## TASK OBJECTIVE
Each line from the one that contains "Phrase: black fur hat" through the end of the entries should be repeated exactly, with nothing added.

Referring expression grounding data

-=-=-

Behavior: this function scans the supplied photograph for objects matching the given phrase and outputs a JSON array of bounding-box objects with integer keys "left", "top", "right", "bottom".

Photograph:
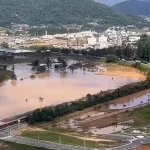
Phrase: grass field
[
  {"left": 135, "top": 107, "right": 150, "bottom": 124},
  {"left": 22, "top": 131, "right": 100, "bottom": 148}
]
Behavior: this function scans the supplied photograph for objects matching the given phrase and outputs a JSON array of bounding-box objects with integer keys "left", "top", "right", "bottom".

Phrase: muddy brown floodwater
[{"left": 0, "top": 62, "right": 140, "bottom": 120}]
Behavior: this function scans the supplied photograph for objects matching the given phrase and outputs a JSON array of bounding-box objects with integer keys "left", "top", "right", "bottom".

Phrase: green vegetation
[
  {"left": 1, "top": 42, "right": 9, "bottom": 49},
  {"left": 138, "top": 34, "right": 150, "bottom": 61},
  {"left": 0, "top": 70, "right": 14, "bottom": 82},
  {"left": 106, "top": 55, "right": 119, "bottom": 63},
  {"left": 0, "top": 0, "right": 147, "bottom": 27},
  {"left": 135, "top": 107, "right": 150, "bottom": 123},
  {"left": 30, "top": 35, "right": 150, "bottom": 64},
  {"left": 22, "top": 131, "right": 99, "bottom": 148},
  {"left": 113, "top": 0, "right": 150, "bottom": 16}
]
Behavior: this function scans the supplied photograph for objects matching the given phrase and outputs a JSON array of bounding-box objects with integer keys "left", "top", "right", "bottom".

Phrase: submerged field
[{"left": 0, "top": 60, "right": 142, "bottom": 120}]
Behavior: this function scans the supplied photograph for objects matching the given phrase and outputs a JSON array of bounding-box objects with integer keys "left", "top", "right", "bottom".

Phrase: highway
[
  {"left": 111, "top": 137, "right": 150, "bottom": 150},
  {"left": 1, "top": 123, "right": 150, "bottom": 150},
  {"left": 0, "top": 123, "right": 93, "bottom": 150}
]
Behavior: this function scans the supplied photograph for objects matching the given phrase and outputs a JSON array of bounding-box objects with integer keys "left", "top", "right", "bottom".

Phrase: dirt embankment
[
  {"left": 96, "top": 71, "right": 146, "bottom": 80},
  {"left": 96, "top": 65, "right": 146, "bottom": 80},
  {"left": 136, "top": 145, "right": 150, "bottom": 150}
]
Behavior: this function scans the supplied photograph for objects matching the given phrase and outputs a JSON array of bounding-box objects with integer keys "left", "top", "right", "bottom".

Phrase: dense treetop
[{"left": 0, "top": 0, "right": 147, "bottom": 27}]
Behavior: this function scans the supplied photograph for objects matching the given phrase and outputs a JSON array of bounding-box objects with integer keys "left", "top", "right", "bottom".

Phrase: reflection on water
[
  {"left": 0, "top": 62, "right": 139, "bottom": 120},
  {"left": 110, "top": 89, "right": 150, "bottom": 110}
]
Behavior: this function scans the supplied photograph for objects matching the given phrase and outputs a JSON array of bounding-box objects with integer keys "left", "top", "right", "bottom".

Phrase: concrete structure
[
  {"left": 87, "top": 37, "right": 97, "bottom": 45},
  {"left": 128, "top": 36, "right": 140, "bottom": 43},
  {"left": 98, "top": 35, "right": 108, "bottom": 48}
]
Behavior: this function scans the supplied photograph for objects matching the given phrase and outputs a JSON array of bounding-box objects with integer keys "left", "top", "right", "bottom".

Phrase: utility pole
[
  {"left": 144, "top": 127, "right": 147, "bottom": 135},
  {"left": 110, "top": 141, "right": 111, "bottom": 148},
  {"left": 38, "top": 132, "right": 39, "bottom": 140},
  {"left": 59, "top": 135, "right": 61, "bottom": 145},
  {"left": 84, "top": 139, "right": 86, "bottom": 148}
]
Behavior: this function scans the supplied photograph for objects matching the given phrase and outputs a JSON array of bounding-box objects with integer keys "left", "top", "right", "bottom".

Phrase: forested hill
[
  {"left": 113, "top": 0, "right": 150, "bottom": 16},
  {"left": 0, "top": 0, "right": 147, "bottom": 27}
]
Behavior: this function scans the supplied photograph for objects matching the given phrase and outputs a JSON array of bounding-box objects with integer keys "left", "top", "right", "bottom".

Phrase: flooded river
[
  {"left": 0, "top": 61, "right": 140, "bottom": 120},
  {"left": 109, "top": 89, "right": 150, "bottom": 110}
]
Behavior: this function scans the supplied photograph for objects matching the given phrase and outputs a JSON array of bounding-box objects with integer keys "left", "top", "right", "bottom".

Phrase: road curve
[{"left": 111, "top": 137, "right": 150, "bottom": 150}]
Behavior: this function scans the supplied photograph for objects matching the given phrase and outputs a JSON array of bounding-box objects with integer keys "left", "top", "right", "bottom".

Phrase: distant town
[{"left": 0, "top": 24, "right": 150, "bottom": 52}]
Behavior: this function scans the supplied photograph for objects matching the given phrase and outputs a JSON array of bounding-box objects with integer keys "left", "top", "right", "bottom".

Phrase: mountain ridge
[
  {"left": 113, "top": 0, "right": 150, "bottom": 16},
  {"left": 0, "top": 0, "right": 147, "bottom": 27}
]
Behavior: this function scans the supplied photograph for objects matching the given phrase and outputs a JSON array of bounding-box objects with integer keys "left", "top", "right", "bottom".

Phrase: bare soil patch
[{"left": 136, "top": 145, "right": 150, "bottom": 150}]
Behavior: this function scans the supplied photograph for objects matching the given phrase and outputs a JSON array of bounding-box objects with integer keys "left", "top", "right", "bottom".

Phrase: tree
[
  {"left": 106, "top": 55, "right": 119, "bottom": 63},
  {"left": 1, "top": 42, "right": 9, "bottom": 49},
  {"left": 138, "top": 34, "right": 150, "bottom": 61},
  {"left": 0, "top": 74, "right": 6, "bottom": 82},
  {"left": 86, "top": 93, "right": 92, "bottom": 101},
  {"left": 32, "top": 60, "right": 39, "bottom": 67},
  {"left": 46, "top": 58, "right": 51, "bottom": 70}
]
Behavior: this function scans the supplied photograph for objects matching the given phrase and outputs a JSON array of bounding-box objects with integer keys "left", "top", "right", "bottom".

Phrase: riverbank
[
  {"left": 95, "top": 62, "right": 146, "bottom": 80},
  {"left": 136, "top": 144, "right": 150, "bottom": 150},
  {"left": 96, "top": 70, "right": 146, "bottom": 80}
]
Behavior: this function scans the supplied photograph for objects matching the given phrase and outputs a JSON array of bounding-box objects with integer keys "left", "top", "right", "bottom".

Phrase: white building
[
  {"left": 42, "top": 31, "right": 97, "bottom": 39},
  {"left": 128, "top": 36, "right": 140, "bottom": 43},
  {"left": 14, "top": 38, "right": 25, "bottom": 44},
  {"left": 88, "top": 37, "right": 97, "bottom": 45},
  {"left": 98, "top": 35, "right": 108, "bottom": 49}
]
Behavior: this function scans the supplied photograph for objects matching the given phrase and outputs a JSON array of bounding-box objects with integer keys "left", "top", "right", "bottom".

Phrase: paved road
[
  {"left": 110, "top": 137, "right": 150, "bottom": 150},
  {"left": 0, "top": 124, "right": 93, "bottom": 150},
  {"left": 0, "top": 123, "right": 27, "bottom": 136},
  {"left": 1, "top": 123, "right": 150, "bottom": 150},
  {"left": 103, "top": 134, "right": 133, "bottom": 141},
  {"left": 1, "top": 136, "right": 92, "bottom": 150}
]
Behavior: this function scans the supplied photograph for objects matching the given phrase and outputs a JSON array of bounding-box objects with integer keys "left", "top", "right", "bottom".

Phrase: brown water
[
  {"left": 0, "top": 62, "right": 139, "bottom": 120},
  {"left": 109, "top": 89, "right": 150, "bottom": 110}
]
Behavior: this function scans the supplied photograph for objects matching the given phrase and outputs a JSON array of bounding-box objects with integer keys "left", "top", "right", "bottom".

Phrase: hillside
[
  {"left": 95, "top": 0, "right": 126, "bottom": 6},
  {"left": 0, "top": 0, "right": 147, "bottom": 27},
  {"left": 113, "top": 0, "right": 150, "bottom": 16}
]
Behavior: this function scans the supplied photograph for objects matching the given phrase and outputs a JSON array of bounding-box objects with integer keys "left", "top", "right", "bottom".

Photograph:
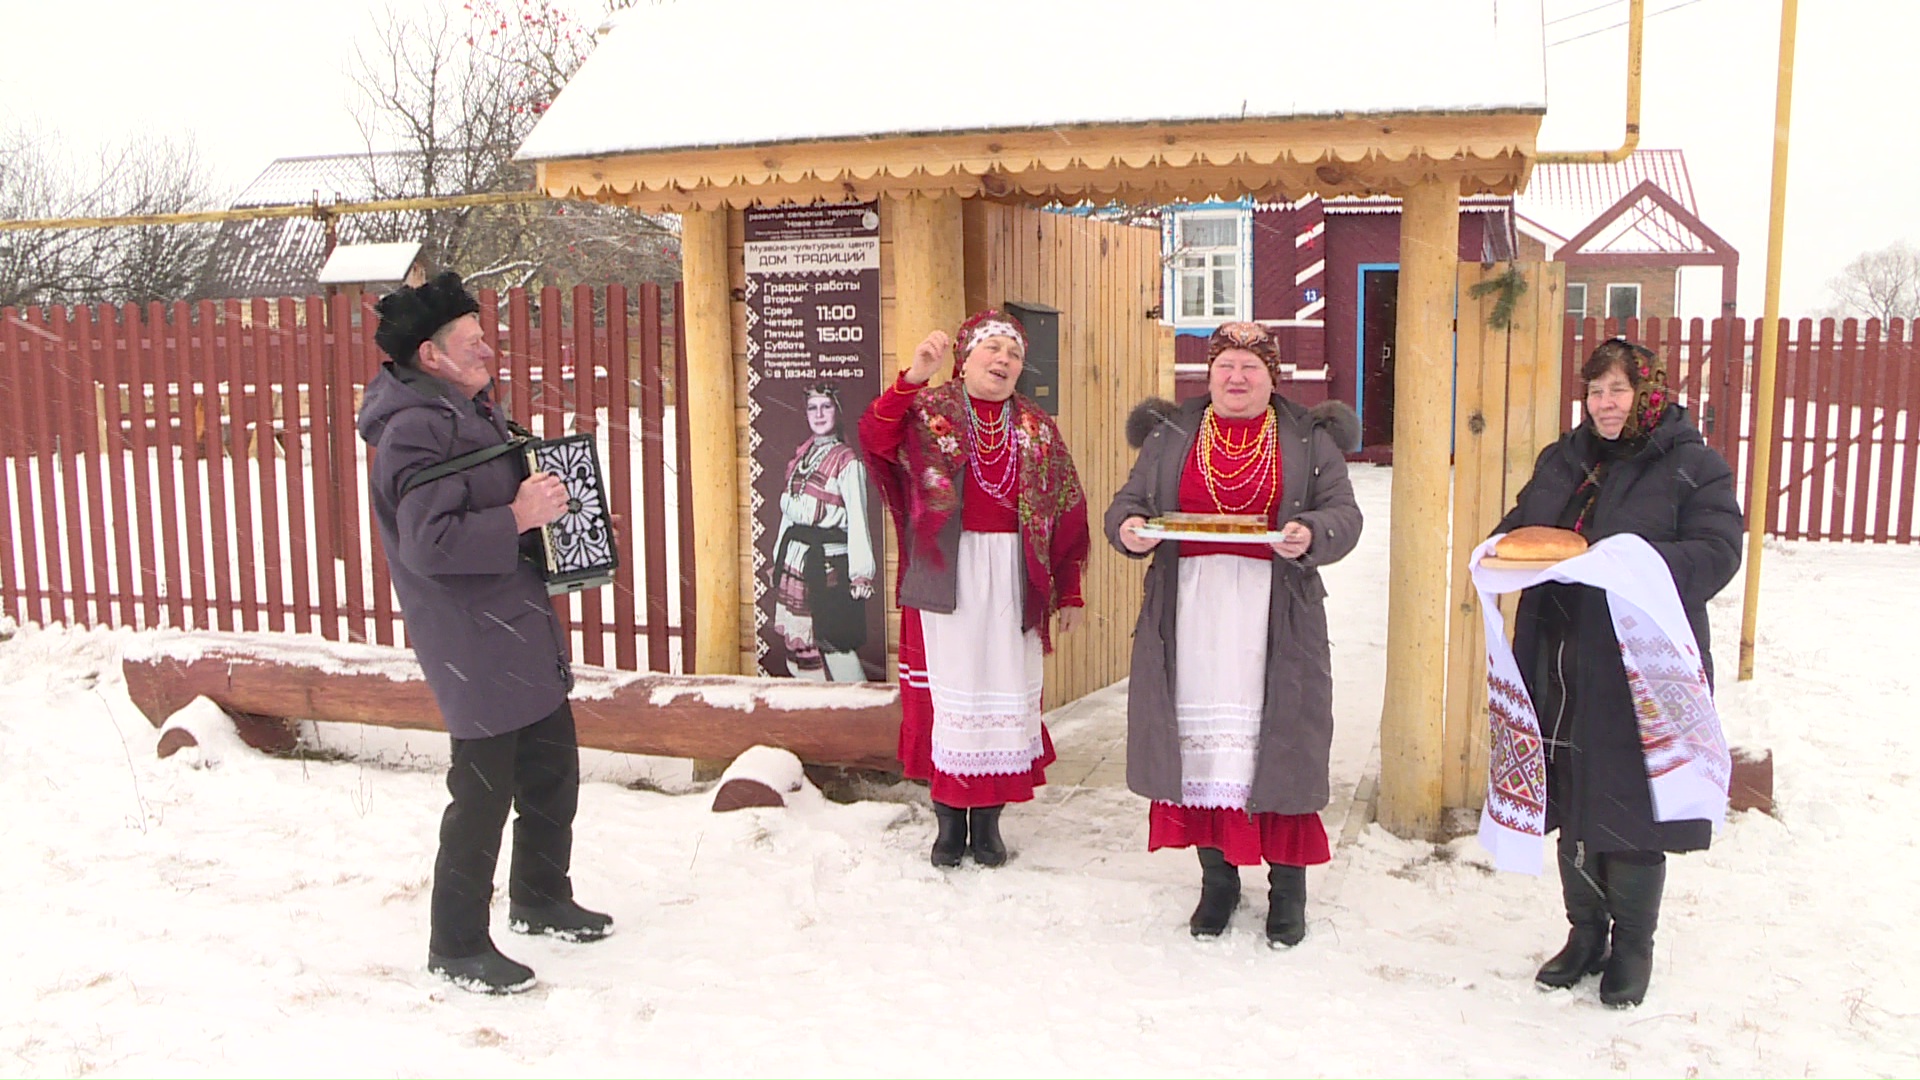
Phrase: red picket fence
[
  {"left": 0, "top": 284, "right": 699, "bottom": 672},
  {"left": 1563, "top": 315, "right": 1920, "bottom": 544}
]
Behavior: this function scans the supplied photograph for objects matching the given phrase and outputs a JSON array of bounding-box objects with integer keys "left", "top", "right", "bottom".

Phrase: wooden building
[
  {"left": 515, "top": 0, "right": 1552, "bottom": 838},
  {"left": 1164, "top": 195, "right": 1517, "bottom": 452},
  {"left": 1161, "top": 150, "right": 1734, "bottom": 454}
]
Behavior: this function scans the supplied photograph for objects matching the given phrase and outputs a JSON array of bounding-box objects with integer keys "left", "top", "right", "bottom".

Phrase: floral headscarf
[
  {"left": 952, "top": 309, "right": 1029, "bottom": 379},
  {"left": 1586, "top": 337, "right": 1671, "bottom": 440},
  {"left": 1205, "top": 321, "right": 1280, "bottom": 380}
]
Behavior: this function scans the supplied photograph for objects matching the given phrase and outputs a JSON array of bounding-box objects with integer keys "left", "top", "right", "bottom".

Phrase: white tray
[{"left": 1135, "top": 523, "right": 1284, "bottom": 545}]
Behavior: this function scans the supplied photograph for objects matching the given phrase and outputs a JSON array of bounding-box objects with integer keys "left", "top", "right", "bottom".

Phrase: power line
[
  {"left": 1546, "top": 0, "right": 1628, "bottom": 28},
  {"left": 1547, "top": 0, "right": 1711, "bottom": 47}
]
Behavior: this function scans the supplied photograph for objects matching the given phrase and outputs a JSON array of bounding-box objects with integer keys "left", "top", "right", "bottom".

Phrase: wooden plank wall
[
  {"left": 969, "top": 203, "right": 1172, "bottom": 706},
  {"left": 1443, "top": 261, "right": 1566, "bottom": 810}
]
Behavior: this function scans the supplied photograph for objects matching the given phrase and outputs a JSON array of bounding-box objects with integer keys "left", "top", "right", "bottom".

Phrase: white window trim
[
  {"left": 1606, "top": 282, "right": 1642, "bottom": 320},
  {"left": 1565, "top": 282, "right": 1588, "bottom": 319},
  {"left": 1163, "top": 206, "right": 1253, "bottom": 327}
]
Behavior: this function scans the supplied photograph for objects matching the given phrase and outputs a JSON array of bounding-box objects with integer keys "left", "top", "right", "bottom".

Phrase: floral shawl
[{"left": 869, "top": 379, "right": 1087, "bottom": 651}]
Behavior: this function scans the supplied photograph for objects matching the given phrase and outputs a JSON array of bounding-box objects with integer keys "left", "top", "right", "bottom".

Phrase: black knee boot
[
  {"left": 1189, "top": 847, "right": 1240, "bottom": 938},
  {"left": 930, "top": 801, "right": 968, "bottom": 868},
  {"left": 1536, "top": 838, "right": 1610, "bottom": 989},
  {"left": 968, "top": 805, "right": 1008, "bottom": 867},
  {"left": 1265, "top": 863, "right": 1307, "bottom": 948},
  {"left": 1600, "top": 853, "right": 1666, "bottom": 1008}
]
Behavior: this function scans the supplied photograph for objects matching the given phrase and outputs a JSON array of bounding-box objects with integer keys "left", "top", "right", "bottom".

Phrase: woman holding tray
[
  {"left": 1105, "top": 321, "right": 1361, "bottom": 947},
  {"left": 1491, "top": 336, "right": 1742, "bottom": 1007},
  {"left": 858, "top": 310, "right": 1090, "bottom": 869}
]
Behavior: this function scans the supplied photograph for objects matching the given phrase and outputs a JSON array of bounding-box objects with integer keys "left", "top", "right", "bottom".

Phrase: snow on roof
[
  {"left": 517, "top": 0, "right": 1547, "bottom": 163},
  {"left": 206, "top": 152, "right": 435, "bottom": 298},
  {"left": 316, "top": 241, "right": 422, "bottom": 285},
  {"left": 1515, "top": 149, "right": 1702, "bottom": 252},
  {"left": 229, "top": 151, "right": 426, "bottom": 208}
]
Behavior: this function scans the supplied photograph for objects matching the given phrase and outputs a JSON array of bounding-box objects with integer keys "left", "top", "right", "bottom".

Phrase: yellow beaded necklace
[{"left": 1196, "top": 406, "right": 1278, "bottom": 515}]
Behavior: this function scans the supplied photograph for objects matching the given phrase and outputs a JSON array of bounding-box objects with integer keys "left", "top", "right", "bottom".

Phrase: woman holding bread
[
  {"left": 859, "top": 310, "right": 1089, "bottom": 869},
  {"left": 1493, "top": 336, "right": 1743, "bottom": 1006},
  {"left": 1105, "top": 322, "right": 1361, "bottom": 947}
]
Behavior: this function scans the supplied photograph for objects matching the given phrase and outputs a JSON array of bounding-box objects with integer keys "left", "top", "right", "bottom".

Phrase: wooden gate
[{"left": 1444, "top": 261, "right": 1568, "bottom": 810}]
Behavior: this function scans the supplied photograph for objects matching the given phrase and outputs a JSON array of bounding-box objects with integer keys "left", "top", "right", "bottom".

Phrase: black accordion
[{"left": 523, "top": 433, "right": 618, "bottom": 595}]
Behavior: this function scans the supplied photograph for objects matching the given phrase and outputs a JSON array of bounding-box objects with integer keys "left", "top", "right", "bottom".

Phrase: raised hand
[{"left": 907, "top": 330, "right": 950, "bottom": 385}]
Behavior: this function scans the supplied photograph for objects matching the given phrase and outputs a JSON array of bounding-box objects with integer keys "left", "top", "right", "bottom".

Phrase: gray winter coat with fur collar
[{"left": 1104, "top": 394, "right": 1363, "bottom": 814}]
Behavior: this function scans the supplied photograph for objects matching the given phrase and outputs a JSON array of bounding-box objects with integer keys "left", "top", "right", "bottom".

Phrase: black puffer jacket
[{"left": 1494, "top": 404, "right": 1744, "bottom": 853}]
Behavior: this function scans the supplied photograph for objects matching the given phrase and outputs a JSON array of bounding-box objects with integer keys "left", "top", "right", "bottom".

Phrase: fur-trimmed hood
[{"left": 1126, "top": 394, "right": 1361, "bottom": 453}]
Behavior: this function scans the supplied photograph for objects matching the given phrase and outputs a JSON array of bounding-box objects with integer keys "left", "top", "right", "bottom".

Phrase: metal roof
[
  {"left": 203, "top": 152, "right": 431, "bottom": 299},
  {"left": 1515, "top": 149, "right": 1706, "bottom": 254}
]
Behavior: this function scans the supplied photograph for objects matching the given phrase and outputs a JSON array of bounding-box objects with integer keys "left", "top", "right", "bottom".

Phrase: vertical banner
[{"left": 744, "top": 202, "right": 887, "bottom": 682}]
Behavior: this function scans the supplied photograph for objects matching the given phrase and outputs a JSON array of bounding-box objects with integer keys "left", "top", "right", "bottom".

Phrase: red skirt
[
  {"left": 1148, "top": 803, "right": 1330, "bottom": 868},
  {"left": 897, "top": 606, "right": 1054, "bottom": 808}
]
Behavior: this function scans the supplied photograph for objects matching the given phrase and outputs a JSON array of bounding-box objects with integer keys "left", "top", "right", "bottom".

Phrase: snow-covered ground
[{"left": 2, "top": 466, "right": 1916, "bottom": 1077}]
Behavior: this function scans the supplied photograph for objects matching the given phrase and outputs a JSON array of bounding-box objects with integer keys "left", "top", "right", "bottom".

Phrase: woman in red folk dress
[
  {"left": 1107, "top": 322, "right": 1362, "bottom": 946},
  {"left": 858, "top": 309, "right": 1089, "bottom": 868}
]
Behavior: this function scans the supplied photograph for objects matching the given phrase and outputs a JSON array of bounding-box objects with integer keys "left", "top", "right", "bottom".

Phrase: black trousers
[{"left": 429, "top": 701, "right": 579, "bottom": 957}]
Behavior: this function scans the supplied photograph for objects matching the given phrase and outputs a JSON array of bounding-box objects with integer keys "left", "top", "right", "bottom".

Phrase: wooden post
[
  {"left": 681, "top": 207, "right": 740, "bottom": 674},
  {"left": 1378, "top": 177, "right": 1460, "bottom": 840},
  {"left": 888, "top": 193, "right": 966, "bottom": 384}
]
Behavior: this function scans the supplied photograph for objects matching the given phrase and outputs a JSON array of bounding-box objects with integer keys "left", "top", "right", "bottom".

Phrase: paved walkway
[{"left": 1037, "top": 675, "right": 1383, "bottom": 900}]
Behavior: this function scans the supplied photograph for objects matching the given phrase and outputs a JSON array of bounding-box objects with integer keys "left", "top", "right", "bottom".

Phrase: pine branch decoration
[{"left": 1468, "top": 266, "right": 1529, "bottom": 330}]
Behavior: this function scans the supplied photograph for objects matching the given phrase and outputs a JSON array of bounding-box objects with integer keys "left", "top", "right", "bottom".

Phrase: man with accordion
[{"left": 358, "top": 272, "right": 612, "bottom": 995}]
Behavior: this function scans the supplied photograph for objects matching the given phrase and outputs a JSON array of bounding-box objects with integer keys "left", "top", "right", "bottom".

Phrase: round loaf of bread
[{"left": 1495, "top": 525, "right": 1588, "bottom": 561}]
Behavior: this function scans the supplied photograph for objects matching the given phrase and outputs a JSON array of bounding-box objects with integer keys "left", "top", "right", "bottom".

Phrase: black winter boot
[
  {"left": 1600, "top": 853, "right": 1666, "bottom": 1008},
  {"left": 1189, "top": 847, "right": 1241, "bottom": 938},
  {"left": 930, "top": 801, "right": 968, "bottom": 867},
  {"left": 1265, "top": 863, "right": 1308, "bottom": 948},
  {"left": 969, "top": 805, "right": 1008, "bottom": 867},
  {"left": 428, "top": 941, "right": 536, "bottom": 995},
  {"left": 1536, "top": 838, "right": 1610, "bottom": 989},
  {"left": 509, "top": 898, "right": 613, "bottom": 943}
]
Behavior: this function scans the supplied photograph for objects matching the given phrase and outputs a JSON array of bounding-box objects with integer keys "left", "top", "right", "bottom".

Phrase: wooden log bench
[{"left": 122, "top": 632, "right": 902, "bottom": 772}]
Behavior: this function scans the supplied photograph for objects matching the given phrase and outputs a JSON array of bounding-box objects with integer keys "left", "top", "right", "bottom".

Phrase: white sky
[{"left": 0, "top": 0, "right": 1910, "bottom": 317}]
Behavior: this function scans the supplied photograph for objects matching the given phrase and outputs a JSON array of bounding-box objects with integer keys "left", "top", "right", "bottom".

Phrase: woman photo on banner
[
  {"left": 1106, "top": 321, "right": 1361, "bottom": 948},
  {"left": 770, "top": 383, "right": 877, "bottom": 682},
  {"left": 858, "top": 310, "right": 1089, "bottom": 869},
  {"left": 1482, "top": 336, "right": 1743, "bottom": 1008}
]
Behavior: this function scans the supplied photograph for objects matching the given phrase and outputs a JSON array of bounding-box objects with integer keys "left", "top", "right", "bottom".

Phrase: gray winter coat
[
  {"left": 1105, "top": 394, "right": 1363, "bottom": 814},
  {"left": 357, "top": 363, "right": 571, "bottom": 740}
]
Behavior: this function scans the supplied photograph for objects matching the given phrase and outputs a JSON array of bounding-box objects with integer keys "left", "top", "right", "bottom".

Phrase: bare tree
[
  {"left": 1825, "top": 241, "right": 1920, "bottom": 330},
  {"left": 0, "top": 128, "right": 219, "bottom": 307},
  {"left": 348, "top": 0, "right": 678, "bottom": 289},
  {"left": 0, "top": 127, "right": 99, "bottom": 307},
  {"left": 90, "top": 137, "right": 221, "bottom": 304}
]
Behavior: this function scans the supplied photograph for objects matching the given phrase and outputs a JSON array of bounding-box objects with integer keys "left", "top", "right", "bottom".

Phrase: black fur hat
[{"left": 373, "top": 271, "right": 480, "bottom": 365}]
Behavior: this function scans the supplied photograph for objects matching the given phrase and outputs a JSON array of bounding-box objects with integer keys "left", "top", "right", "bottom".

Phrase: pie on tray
[{"left": 1146, "top": 512, "right": 1271, "bottom": 536}]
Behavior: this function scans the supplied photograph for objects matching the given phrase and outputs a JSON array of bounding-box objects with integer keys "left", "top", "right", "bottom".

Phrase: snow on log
[
  {"left": 121, "top": 632, "right": 902, "bottom": 771},
  {"left": 710, "top": 746, "right": 810, "bottom": 813},
  {"left": 155, "top": 696, "right": 259, "bottom": 766}
]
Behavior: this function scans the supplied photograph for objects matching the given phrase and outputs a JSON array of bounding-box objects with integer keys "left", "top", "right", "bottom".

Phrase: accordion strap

-=-=-

## EXERCISE RESULT
Phrase: black fur hat
[{"left": 373, "top": 271, "right": 480, "bottom": 365}]
Behavior: this function scans the supplied photograph for objects matching the given phrase and outputs a JSON array of bounding-box objects with integer keys "left", "top", "right", "bottom".

Phrase: pie on tray
[{"left": 1146, "top": 512, "right": 1271, "bottom": 536}]
Behavior: this function scans the supplied photograph for objects matching the given phrase and outputs a JSON array of bounding-box objects with integer keys "left", "top", "right", "bottom".

Phrase: snow on log
[
  {"left": 121, "top": 632, "right": 902, "bottom": 771},
  {"left": 710, "top": 746, "right": 810, "bottom": 813},
  {"left": 155, "top": 696, "right": 259, "bottom": 766}
]
Behavior: this function scans the supplied photograph for objects matching the given phrase and outputs a JSON array of bounding-box objects with integer keys "left", "top", "right", "bottom".

Phrase: accordion strap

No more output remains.